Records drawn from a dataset
^^^^^^^^^^^^^^^^

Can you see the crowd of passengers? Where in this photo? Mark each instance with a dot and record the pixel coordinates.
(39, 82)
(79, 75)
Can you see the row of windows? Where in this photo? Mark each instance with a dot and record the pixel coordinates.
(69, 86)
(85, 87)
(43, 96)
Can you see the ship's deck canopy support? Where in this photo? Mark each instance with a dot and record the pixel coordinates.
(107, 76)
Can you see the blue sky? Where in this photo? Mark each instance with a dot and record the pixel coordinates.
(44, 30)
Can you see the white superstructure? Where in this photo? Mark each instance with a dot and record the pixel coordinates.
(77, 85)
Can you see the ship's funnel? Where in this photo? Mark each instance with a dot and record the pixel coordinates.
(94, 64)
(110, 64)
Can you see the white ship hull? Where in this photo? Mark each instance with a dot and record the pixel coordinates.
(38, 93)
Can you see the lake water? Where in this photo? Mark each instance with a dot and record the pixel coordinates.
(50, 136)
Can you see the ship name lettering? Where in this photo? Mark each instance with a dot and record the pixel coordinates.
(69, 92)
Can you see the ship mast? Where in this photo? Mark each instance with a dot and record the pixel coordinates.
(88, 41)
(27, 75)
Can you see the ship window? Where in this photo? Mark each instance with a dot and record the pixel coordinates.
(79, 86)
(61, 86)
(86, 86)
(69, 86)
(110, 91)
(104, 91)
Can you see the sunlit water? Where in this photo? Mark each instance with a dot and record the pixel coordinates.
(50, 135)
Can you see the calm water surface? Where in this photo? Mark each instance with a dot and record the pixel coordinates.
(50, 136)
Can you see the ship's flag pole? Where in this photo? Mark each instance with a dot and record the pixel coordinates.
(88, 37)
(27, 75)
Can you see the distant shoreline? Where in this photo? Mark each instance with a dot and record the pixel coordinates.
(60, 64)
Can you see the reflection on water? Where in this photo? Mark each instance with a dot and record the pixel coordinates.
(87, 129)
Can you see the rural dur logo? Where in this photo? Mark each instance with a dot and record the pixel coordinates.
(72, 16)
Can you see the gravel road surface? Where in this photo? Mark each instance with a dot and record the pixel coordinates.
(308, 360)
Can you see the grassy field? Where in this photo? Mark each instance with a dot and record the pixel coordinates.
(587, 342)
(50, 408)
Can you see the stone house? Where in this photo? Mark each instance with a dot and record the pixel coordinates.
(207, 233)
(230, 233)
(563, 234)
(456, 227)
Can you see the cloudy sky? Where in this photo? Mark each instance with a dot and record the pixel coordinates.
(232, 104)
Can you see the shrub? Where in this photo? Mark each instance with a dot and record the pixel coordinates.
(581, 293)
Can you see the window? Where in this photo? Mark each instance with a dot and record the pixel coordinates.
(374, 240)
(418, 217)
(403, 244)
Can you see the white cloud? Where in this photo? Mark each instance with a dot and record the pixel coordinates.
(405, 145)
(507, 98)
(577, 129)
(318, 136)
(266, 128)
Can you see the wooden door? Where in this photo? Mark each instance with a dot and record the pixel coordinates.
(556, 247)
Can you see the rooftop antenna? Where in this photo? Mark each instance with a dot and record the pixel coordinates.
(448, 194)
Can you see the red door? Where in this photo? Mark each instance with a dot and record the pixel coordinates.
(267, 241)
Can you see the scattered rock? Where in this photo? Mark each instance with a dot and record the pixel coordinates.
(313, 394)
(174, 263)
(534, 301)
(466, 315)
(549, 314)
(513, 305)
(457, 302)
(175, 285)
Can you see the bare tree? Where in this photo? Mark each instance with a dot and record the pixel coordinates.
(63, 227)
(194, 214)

^^^^^^^^^^^^^^^^

● Your assignment
The answer consists of the line holding "Can you see the bare" and every line after it up to the end of the records, word for word.

● Task answer
Can you see the bare tree? Where in this photo? Mark each instance with a dot and record the pixel coordinates.
(63, 227)
(194, 214)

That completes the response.